──────── Data extracts

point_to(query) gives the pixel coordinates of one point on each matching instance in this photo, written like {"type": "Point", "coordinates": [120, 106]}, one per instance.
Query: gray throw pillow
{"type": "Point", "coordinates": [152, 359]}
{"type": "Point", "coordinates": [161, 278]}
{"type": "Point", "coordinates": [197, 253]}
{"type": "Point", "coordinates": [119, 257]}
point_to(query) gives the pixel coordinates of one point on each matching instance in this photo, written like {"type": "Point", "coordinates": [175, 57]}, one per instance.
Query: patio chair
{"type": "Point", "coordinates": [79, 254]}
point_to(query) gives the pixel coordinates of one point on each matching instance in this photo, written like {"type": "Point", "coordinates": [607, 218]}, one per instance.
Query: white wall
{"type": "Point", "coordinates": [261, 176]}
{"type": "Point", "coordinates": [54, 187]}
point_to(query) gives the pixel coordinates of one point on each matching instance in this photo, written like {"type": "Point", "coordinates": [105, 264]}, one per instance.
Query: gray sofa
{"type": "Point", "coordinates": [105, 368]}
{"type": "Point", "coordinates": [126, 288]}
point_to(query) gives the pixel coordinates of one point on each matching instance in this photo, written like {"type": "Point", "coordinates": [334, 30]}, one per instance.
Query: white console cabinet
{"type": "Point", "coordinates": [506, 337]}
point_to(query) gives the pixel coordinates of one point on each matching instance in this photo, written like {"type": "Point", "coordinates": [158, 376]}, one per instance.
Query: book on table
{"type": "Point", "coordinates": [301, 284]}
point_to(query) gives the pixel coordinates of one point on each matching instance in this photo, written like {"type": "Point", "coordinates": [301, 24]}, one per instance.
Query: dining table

────────────────

**Work to be completed**
Scan the entries above for the word "photo" and collect each line holding it.

**Answer section**
point_to(query) gives the pixel coordinates of one point on each matching instance in this photo, written like {"type": "Point", "coordinates": [120, 106]}, one per instance.
point_to(query) gives the pixel coordinates of one point on each matching instance in this photo, written like {"type": "Point", "coordinates": [175, 57]}, one per instance.
point_to(query) gives the pixel coordinates of one point on each matching instance in this photo, written like {"type": "Point", "coordinates": [607, 218]}, one per instance.
point_to(query) gives the pixel coordinates of one point on each matching instance in this photo, written like {"type": "Point", "coordinates": [105, 264]}, one per instance.
point_to(query) gives the pixel coordinates of one point on each matching instance in this photo, written like {"type": "Point", "coordinates": [334, 30]}, one per instance.
point_to(query) gives the pixel coordinates of one point on each matching instance in this photo, written like {"type": "Point", "coordinates": [158, 376]}, one per instance.
point_to(query) gives the pixel coordinates of one point on each matching instance in this photo, written like {"type": "Point", "coordinates": [301, 24]}, one per instance.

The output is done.